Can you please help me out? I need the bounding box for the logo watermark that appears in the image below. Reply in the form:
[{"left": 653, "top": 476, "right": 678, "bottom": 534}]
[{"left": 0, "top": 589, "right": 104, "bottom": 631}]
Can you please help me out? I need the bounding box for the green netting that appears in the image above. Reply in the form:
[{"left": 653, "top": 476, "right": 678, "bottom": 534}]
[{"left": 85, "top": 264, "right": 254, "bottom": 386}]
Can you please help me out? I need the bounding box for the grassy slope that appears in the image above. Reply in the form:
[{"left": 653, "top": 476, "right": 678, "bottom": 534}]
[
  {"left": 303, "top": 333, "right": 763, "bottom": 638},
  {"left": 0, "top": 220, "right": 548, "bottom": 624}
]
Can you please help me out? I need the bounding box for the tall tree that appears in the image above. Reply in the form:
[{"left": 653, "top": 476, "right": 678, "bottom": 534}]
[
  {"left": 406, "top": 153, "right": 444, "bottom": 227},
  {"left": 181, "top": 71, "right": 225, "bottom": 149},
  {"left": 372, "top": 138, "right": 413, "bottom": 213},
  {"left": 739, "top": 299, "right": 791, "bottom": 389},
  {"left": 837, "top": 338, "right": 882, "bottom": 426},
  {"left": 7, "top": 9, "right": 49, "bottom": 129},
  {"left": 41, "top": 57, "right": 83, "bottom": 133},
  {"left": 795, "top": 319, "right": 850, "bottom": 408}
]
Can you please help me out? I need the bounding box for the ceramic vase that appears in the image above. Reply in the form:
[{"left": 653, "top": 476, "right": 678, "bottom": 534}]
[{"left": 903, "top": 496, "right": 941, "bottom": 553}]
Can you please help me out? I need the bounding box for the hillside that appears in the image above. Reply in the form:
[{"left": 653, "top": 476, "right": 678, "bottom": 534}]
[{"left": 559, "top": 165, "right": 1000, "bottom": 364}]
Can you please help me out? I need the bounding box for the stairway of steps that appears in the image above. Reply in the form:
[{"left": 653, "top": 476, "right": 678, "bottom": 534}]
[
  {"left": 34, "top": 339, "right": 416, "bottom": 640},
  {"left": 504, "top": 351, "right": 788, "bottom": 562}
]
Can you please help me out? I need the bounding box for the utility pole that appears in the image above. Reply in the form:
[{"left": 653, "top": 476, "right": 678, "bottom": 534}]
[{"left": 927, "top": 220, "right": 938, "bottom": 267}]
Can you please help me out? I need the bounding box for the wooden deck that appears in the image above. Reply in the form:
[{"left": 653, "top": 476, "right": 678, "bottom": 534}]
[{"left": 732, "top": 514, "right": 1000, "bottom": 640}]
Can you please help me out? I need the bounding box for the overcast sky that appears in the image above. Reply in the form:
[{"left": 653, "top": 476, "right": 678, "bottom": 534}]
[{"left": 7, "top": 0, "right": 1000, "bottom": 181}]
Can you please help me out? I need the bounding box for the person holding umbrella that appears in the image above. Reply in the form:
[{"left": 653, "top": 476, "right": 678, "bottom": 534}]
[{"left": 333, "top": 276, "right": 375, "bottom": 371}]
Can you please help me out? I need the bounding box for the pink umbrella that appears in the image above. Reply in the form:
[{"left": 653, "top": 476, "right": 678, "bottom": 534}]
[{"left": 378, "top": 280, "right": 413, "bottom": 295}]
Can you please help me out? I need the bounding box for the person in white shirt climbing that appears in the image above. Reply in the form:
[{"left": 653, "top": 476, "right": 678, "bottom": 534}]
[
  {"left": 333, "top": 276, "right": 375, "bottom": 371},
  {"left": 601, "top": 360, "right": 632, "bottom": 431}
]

------------------------

WHAT YOU SHOULD DO
Change every row above by swapping "bounding box" for "pixel coordinates" wherever it occurs, and keep all other text in the rows the same.

EXPECTED OUTPUT
Can you please help me out? I need the pixel coordinates for the logo watermark that appears in the image below. Reply in the form:
[{"left": 653, "top": 476, "right": 678, "bottom": 534}]
[{"left": 0, "top": 589, "right": 104, "bottom": 631}]
Can you please help me out? I need the pixel coordinates for the green netting that appears in the image above. Reply in the form:
[{"left": 653, "top": 476, "right": 678, "bottom": 534}]
[{"left": 85, "top": 264, "right": 254, "bottom": 386}]
Can you please help me out? I need the pixel coordinates for the grassy slope that appears in the image above. Reply in the form:
[{"left": 653, "top": 476, "right": 678, "bottom": 534}]
[
  {"left": 303, "top": 333, "right": 763, "bottom": 638},
  {"left": 0, "top": 220, "right": 548, "bottom": 624}
]
Can you please help me out? I need the pixel coordinates for the tall tree that appears in the image above. Reply in the form:
[{"left": 653, "top": 476, "right": 678, "bottom": 534}]
[
  {"left": 406, "top": 153, "right": 444, "bottom": 227},
  {"left": 181, "top": 71, "right": 225, "bottom": 149},
  {"left": 372, "top": 138, "right": 413, "bottom": 213},
  {"left": 739, "top": 299, "right": 791, "bottom": 389},
  {"left": 837, "top": 338, "right": 882, "bottom": 426},
  {"left": 7, "top": 9, "right": 49, "bottom": 129},
  {"left": 41, "top": 57, "right": 83, "bottom": 133},
  {"left": 795, "top": 319, "right": 850, "bottom": 408}
]
Can you please help me out? I need the pixel coordinates for the ceramic vase that appears in the image above. Reply in the form:
[{"left": 653, "top": 476, "right": 678, "bottom": 534}]
[{"left": 903, "top": 496, "right": 941, "bottom": 553}]
Can you please help me out? I need the pixel coordinates for the hillside that appears in the image above. Reply in the form:
[{"left": 653, "top": 476, "right": 678, "bottom": 534}]
[{"left": 559, "top": 165, "right": 1000, "bottom": 364}]
Can you please help me out? I need the pixel coordinates for the stairway of steps that appears in the image above. Reply in the form:
[{"left": 653, "top": 476, "right": 678, "bottom": 534}]
[
  {"left": 34, "top": 339, "right": 416, "bottom": 640},
  {"left": 504, "top": 351, "right": 788, "bottom": 562}
]
Can you please help me out? I need the pixel coordinates for the utility pole that appears in the image above. Reply in the form:
[{"left": 653, "top": 476, "right": 678, "bottom": 534}]
[{"left": 927, "top": 220, "right": 938, "bottom": 267}]
Can you please help me out? I need the pixel coordinates for the wooden deck that appears in the image above. Reply in the form:
[{"left": 653, "top": 476, "right": 678, "bottom": 534}]
[{"left": 732, "top": 514, "right": 1000, "bottom": 640}]
Can you please help me out? I need the pixel coordinates for the overcast sky that appears in the image above. Reply in the form:
[{"left": 653, "top": 476, "right": 678, "bottom": 534}]
[{"left": 7, "top": 0, "right": 1000, "bottom": 181}]
Can you please help me out? I need the pixel coordinates for the person holding umbrella that appears in the image above. Reply in the form:
[{"left": 653, "top": 476, "right": 678, "bottom": 534}]
[{"left": 333, "top": 276, "right": 375, "bottom": 371}]
Can you please help me out? I need the pixel coordinates for the pink umbrella that appears in the image above. Reply in the form:
[{"left": 653, "top": 476, "right": 678, "bottom": 534}]
[{"left": 378, "top": 280, "right": 413, "bottom": 295}]
Can you please help me out? I need the pixel coordinates for the person in white shirt climbing that appears in the image above. Reply in the form:
[{"left": 653, "top": 476, "right": 678, "bottom": 534}]
[
  {"left": 333, "top": 276, "right": 375, "bottom": 371},
  {"left": 601, "top": 360, "right": 632, "bottom": 431}
]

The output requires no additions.